YOUR TASK:
Reproduce the lines of the listing below from the line with "Expected: for every instance of the distant mountain" to the line with "(1097, 154)", including both of those lines.

INFORMATION GIVEN:

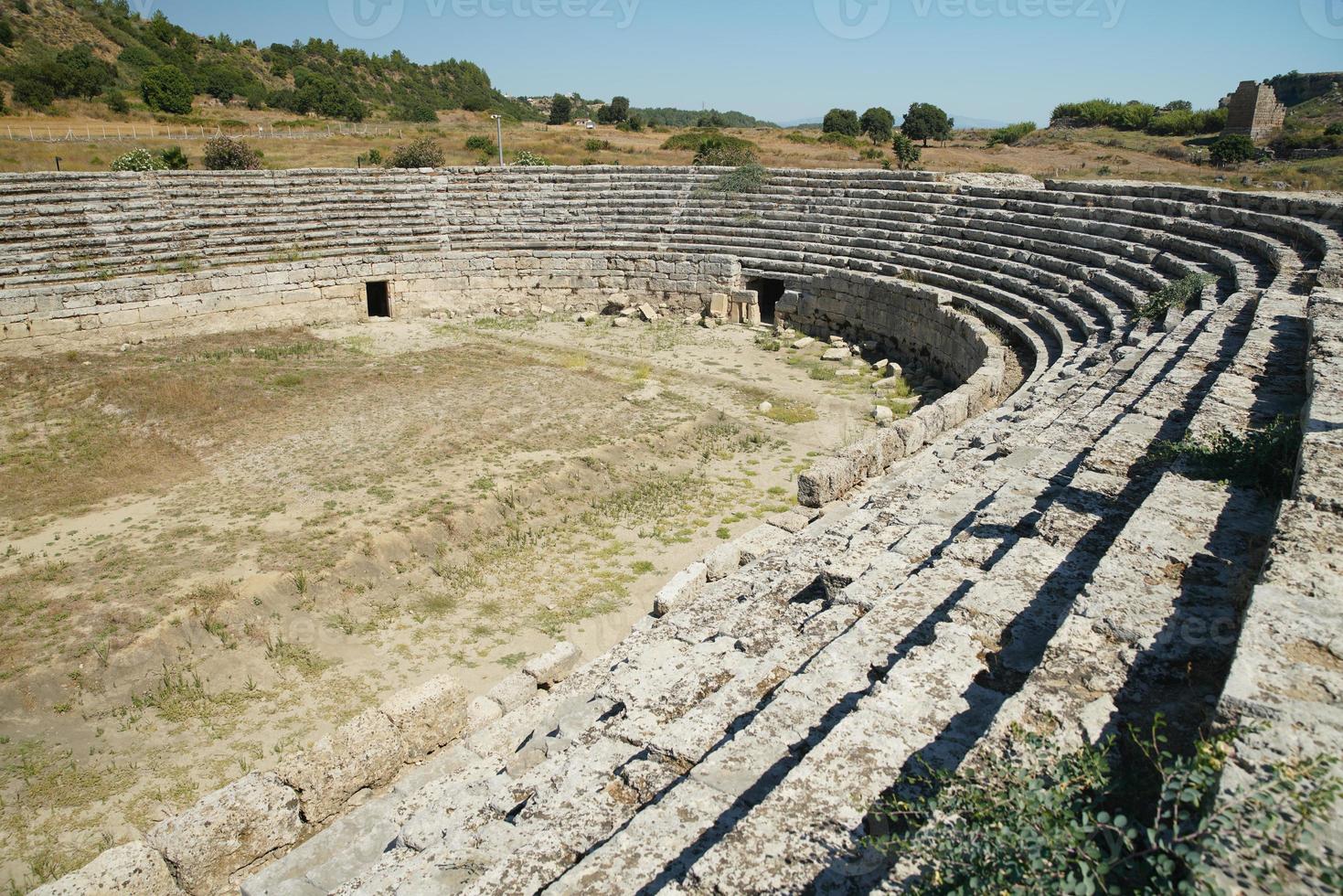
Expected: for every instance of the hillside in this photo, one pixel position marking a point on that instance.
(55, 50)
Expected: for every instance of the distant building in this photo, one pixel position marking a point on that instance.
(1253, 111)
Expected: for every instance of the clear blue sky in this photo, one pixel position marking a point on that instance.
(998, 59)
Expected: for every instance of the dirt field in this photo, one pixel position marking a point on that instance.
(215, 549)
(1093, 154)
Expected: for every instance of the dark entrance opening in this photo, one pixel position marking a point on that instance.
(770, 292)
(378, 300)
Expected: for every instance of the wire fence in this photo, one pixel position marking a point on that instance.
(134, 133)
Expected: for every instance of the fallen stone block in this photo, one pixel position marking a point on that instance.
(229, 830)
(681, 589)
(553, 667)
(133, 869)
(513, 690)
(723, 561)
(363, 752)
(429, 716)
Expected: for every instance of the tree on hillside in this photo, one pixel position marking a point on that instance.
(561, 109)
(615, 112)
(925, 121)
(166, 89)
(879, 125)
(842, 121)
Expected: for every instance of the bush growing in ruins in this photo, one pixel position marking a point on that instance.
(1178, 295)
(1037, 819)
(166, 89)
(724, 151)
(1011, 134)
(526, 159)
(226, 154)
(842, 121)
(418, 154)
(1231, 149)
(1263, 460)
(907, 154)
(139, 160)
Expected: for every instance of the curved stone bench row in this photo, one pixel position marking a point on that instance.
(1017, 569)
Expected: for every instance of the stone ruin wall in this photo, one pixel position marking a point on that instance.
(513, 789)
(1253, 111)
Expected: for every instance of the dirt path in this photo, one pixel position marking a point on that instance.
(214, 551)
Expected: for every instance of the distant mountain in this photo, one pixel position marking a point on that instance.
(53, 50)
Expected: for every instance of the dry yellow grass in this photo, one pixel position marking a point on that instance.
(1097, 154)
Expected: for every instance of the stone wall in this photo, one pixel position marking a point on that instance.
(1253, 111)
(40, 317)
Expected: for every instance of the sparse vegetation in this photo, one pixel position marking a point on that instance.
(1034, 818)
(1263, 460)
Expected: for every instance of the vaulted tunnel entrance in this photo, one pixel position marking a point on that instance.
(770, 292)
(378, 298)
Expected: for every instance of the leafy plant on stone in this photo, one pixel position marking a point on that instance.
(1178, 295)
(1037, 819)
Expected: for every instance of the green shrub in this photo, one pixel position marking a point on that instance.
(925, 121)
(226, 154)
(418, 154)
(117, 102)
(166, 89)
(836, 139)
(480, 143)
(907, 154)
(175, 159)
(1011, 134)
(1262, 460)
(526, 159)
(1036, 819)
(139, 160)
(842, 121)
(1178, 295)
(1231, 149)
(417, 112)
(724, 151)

--

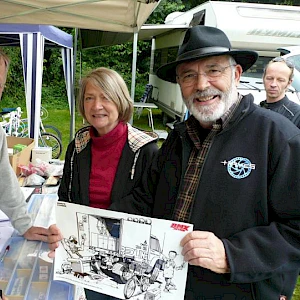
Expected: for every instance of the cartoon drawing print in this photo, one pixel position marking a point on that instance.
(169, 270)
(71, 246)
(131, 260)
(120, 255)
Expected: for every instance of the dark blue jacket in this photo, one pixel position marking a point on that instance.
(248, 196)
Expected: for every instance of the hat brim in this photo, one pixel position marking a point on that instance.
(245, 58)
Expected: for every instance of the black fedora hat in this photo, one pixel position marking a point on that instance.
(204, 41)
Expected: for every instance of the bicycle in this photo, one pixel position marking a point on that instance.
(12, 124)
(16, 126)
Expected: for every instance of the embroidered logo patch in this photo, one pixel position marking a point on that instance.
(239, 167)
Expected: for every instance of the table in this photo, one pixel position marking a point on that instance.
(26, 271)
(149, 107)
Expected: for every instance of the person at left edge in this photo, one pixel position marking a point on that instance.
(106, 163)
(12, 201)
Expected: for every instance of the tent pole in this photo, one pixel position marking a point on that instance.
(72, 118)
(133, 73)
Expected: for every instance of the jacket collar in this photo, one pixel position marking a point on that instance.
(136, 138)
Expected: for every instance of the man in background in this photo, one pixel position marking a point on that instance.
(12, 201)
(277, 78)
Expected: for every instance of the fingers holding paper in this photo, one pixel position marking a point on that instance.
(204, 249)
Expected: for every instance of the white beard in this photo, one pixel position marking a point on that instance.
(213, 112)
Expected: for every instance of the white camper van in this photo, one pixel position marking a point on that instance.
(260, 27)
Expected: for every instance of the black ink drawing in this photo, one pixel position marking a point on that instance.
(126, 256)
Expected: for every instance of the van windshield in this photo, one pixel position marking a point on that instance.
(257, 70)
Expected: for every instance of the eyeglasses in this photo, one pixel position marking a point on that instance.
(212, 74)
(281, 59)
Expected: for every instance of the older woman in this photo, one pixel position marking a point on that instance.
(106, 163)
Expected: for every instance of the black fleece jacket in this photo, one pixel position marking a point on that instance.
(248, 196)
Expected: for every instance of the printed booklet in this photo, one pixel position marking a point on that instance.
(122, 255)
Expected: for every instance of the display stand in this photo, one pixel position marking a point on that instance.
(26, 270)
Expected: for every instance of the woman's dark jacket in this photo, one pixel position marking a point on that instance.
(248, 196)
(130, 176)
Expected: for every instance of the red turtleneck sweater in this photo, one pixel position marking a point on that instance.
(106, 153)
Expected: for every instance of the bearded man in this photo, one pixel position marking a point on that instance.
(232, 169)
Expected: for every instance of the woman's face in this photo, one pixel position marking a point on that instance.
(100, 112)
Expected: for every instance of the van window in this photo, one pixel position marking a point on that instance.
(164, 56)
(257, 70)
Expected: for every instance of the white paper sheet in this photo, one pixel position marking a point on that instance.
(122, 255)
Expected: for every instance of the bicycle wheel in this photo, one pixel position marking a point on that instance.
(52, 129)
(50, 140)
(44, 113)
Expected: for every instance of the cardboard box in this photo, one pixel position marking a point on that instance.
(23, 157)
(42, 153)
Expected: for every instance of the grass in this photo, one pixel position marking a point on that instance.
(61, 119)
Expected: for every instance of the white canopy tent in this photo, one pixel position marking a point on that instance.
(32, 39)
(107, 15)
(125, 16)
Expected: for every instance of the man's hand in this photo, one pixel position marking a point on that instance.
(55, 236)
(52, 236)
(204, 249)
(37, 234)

WRITTEN REPLY:
Expected: for every instance of the distant mountain in this photo, one pixel position marking a point on that instance.
(53, 50)
Expected: for every instance of the dry yellow grass in this photo, one pixel position marking a point on that instance.
(1097, 154)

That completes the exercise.